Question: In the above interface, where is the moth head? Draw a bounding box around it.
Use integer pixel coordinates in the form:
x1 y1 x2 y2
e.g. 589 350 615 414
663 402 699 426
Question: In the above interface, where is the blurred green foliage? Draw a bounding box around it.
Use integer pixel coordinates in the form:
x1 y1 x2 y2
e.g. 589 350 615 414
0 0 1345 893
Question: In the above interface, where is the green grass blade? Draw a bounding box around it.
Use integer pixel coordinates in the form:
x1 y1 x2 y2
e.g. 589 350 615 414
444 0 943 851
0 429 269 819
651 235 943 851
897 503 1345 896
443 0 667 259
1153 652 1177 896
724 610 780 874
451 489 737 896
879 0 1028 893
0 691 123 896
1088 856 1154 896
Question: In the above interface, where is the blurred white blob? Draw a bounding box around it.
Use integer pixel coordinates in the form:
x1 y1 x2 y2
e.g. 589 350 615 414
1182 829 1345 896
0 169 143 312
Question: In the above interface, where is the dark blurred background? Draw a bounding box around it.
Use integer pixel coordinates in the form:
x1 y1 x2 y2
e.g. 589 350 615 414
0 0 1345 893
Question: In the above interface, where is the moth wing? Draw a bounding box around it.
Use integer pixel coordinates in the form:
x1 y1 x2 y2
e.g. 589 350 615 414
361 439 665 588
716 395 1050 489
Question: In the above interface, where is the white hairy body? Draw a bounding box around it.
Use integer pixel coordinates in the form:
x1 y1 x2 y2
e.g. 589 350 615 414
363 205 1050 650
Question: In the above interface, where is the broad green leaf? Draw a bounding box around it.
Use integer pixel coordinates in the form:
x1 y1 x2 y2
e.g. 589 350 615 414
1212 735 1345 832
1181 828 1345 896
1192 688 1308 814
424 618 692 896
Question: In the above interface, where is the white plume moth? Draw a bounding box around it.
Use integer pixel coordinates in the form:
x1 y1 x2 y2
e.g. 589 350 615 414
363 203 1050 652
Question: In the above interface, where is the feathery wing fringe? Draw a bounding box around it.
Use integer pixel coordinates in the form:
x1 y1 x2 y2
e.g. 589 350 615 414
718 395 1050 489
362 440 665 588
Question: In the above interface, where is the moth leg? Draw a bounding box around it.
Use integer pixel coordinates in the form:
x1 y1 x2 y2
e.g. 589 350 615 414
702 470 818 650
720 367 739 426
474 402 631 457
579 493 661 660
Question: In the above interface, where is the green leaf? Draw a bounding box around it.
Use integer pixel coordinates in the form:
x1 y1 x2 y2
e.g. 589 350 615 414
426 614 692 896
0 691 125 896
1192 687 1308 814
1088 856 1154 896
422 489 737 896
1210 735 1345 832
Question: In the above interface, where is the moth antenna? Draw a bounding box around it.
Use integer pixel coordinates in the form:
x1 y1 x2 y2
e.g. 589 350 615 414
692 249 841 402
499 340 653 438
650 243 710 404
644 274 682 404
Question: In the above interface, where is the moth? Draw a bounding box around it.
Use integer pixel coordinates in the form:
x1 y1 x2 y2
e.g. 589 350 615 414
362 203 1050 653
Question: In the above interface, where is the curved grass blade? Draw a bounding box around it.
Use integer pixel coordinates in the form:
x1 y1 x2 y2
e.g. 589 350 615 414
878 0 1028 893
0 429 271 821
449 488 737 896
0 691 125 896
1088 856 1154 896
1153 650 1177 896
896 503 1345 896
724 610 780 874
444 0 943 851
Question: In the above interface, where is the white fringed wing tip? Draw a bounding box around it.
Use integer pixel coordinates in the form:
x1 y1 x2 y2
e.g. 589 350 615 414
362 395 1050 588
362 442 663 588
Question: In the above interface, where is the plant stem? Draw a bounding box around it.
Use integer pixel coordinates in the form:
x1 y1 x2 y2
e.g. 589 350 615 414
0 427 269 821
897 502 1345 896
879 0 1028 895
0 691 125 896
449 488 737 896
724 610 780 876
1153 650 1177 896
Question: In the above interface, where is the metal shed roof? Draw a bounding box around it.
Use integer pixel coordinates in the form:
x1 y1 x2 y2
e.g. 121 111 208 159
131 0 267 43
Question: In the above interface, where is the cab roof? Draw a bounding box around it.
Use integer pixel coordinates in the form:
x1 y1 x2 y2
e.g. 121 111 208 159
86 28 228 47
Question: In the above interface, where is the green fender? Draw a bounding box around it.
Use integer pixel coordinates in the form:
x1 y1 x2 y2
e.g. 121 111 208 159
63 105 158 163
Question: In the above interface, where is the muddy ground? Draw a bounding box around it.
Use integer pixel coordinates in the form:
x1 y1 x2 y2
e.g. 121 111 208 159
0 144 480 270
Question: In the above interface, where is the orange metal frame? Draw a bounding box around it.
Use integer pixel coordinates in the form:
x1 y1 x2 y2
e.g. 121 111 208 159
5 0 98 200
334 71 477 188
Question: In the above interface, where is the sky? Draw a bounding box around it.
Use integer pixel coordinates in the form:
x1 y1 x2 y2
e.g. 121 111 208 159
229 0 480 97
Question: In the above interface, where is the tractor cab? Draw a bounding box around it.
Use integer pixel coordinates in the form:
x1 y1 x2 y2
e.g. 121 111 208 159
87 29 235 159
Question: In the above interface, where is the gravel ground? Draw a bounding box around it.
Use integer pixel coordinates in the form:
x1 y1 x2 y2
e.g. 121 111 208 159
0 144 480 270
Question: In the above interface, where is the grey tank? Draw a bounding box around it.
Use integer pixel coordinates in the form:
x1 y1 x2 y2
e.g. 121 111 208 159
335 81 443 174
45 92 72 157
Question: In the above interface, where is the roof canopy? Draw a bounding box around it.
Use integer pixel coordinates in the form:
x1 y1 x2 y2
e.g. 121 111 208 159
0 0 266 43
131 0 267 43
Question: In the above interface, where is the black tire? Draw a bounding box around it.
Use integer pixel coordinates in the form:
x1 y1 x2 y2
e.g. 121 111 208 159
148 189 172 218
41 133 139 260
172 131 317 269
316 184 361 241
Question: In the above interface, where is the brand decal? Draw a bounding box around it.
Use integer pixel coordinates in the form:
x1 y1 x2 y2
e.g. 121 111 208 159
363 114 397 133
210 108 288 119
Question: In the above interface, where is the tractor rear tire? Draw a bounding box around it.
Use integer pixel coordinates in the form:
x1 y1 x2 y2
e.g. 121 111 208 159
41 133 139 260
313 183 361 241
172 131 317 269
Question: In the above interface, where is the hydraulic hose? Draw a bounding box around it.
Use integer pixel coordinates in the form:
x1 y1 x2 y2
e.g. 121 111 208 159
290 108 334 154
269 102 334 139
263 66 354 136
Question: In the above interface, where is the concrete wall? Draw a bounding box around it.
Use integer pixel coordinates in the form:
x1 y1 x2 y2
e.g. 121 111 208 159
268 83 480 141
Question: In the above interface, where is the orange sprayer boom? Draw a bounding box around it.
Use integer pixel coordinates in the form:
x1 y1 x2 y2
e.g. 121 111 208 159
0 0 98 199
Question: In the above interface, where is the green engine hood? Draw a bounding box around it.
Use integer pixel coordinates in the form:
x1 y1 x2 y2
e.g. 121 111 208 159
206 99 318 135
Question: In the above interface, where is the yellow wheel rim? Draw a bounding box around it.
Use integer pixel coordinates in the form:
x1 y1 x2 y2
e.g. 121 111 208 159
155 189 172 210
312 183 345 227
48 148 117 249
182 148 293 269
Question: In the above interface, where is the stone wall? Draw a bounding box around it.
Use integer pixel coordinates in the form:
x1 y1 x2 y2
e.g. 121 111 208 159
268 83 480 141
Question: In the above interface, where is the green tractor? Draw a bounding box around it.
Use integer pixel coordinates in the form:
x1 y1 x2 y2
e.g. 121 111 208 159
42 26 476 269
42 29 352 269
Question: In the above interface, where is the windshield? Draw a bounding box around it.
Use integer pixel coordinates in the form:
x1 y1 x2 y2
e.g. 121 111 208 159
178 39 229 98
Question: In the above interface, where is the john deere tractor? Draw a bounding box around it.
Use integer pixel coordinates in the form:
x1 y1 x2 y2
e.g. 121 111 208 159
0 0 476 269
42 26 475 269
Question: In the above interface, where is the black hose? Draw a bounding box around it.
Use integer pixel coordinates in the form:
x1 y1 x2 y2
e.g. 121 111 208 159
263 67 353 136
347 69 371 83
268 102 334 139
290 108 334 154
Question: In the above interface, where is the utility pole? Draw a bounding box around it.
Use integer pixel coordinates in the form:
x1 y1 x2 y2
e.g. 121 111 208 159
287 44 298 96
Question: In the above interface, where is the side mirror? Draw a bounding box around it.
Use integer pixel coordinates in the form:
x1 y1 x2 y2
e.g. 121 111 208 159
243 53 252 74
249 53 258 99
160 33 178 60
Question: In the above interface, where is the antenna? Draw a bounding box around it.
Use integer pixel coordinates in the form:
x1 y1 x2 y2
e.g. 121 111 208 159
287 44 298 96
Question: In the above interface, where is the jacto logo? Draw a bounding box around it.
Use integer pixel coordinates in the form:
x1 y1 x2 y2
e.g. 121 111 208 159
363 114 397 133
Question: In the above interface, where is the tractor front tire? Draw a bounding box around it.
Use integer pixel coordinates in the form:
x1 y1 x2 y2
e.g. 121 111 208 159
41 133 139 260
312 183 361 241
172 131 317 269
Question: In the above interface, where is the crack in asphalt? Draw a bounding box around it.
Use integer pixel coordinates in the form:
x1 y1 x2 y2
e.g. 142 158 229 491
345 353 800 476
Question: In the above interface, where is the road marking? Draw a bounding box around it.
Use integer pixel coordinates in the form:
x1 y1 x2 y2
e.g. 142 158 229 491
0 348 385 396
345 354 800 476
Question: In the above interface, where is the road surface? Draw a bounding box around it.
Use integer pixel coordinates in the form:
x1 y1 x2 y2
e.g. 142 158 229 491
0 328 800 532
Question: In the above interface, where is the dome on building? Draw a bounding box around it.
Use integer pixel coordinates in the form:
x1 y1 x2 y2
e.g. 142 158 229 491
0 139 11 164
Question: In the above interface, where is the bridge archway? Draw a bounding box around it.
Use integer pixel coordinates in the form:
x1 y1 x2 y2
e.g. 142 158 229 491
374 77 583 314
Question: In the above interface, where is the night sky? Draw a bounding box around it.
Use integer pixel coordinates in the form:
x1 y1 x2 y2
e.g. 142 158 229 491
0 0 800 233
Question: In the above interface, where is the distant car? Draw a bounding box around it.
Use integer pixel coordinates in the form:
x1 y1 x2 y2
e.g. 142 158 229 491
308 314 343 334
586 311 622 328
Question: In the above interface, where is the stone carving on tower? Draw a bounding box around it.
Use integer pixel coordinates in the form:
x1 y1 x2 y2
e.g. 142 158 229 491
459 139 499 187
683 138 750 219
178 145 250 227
^^^^^^^^
**Short task:** Format the records from the line containing "Question: In the above interface, where is the moth leg?" up to and including the line containing "579 493 661 660" as a Markdown table with the columns No. and Line. Give each non-blank line its own numbered row.

**Task output:**
| No. | Line |
|---|---|
| 1 | Question: In the above interface, where is the moth leg? Draw a bounding box around it. |
| 2 | Use integer pixel coordinates in the form: |
| 3 | x1 y1 x2 y2 |
| 4 | e.g. 589 350 615 414 |
| 5 | 702 470 818 650 |
| 6 | 720 367 739 426 |
| 7 | 474 402 631 457 |
| 8 | 579 493 661 660 |